# 提示文
------------------------------

示談とは、交通事故による損害の賠償について、訴訟を提起することなく、当事者間の交渉を通じて、一定の金銭の支払により和解を成立させて、解決することです。

示談においては、通常、加害者(保険会社)による一定の金銭の支払と同時に被害者の和解金を超える金額の請求権の放棄により、紛争の終局的解決を図ることになるため、被害者は、原則として、加害者(保険会社)に対して、追加の賠償金を請求することはできなくなります。

◆示談成立までの流れ

交通事故の発生後、直ちに示談交渉を始めることはできません。なぜなら、治療の終了または後遺障害等級認定の結果の確定等により、交通事故によって生じた損害が確定しなければ、賠償額を確定できないからです。

示談交渉は、治療終了あるいは後遺障害等級認定手続終了のときから始めることになります。但し、治療終了後、後遺障害等級認定手続終了前に傷害による損害部分について先行して示談交渉することは可能です。
この場合、「後遺障害等級の認定を受けたときには、別途協議する」として、後遺障害による損害について解決を留保する必要があります。

◆示談交渉と時効

交通事故による損害の賠償請求権は、傷害による損害については事故日より3年、後遺障害による損害については症状固定日より3年の経過により時効消滅します(ひき逃げ等により加害者の氏名・住所等が不明の場合は除く)。

------------------------------

# 課題内容
交通事故の示談に関する文章のうち、「交通事故の発生後、直ちに示談」から「住所等が不明の場合は除く)。」までの部分（両端を含む）を、「示談交渉」を「和解交渉」に差し替えて書き出してください。

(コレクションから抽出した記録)
------------------------------

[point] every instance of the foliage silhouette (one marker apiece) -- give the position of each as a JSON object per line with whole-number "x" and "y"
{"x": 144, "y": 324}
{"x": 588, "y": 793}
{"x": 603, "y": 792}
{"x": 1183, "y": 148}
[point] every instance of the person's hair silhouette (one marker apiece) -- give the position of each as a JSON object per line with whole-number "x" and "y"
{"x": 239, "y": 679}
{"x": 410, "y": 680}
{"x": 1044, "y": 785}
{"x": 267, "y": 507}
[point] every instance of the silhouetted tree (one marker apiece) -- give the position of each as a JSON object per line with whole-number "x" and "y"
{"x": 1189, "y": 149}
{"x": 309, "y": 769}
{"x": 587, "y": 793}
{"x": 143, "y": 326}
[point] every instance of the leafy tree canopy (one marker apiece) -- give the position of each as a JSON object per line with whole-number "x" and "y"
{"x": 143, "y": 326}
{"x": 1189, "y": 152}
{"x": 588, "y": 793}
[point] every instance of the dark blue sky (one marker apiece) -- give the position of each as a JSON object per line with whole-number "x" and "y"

------------------------------

# 解答
交通事故の発生後、直ちに和解交渉を始めることはできません。なぜなら、治療の終了または後遺障害等級認定の結果の確定等により、交通事故によって生じた損害が確定しなければ、賠償額を確定できないからです。

和解交渉は、治療終了あるいは後遺障害等級認定手続終了のときから始めることになります。但し、治療終了後、後遺障害等級認定手続終了前に傷害による損害部分について先行して和解交渉することは可能です。
この場合、「後遺障害等級の認定を受けたときには、別途協議する」として、後遺障害による損害について解決を留保する必要があります。

◆和解交渉と時効

交通事故による損害の賠償請求権は、傷害による損害については事故日より3年、後遺障害による損害については症状固定日より3年の経過により時効消滅します(ひき逃げ等により加害者の氏名・住所等が不明の場合は除く)。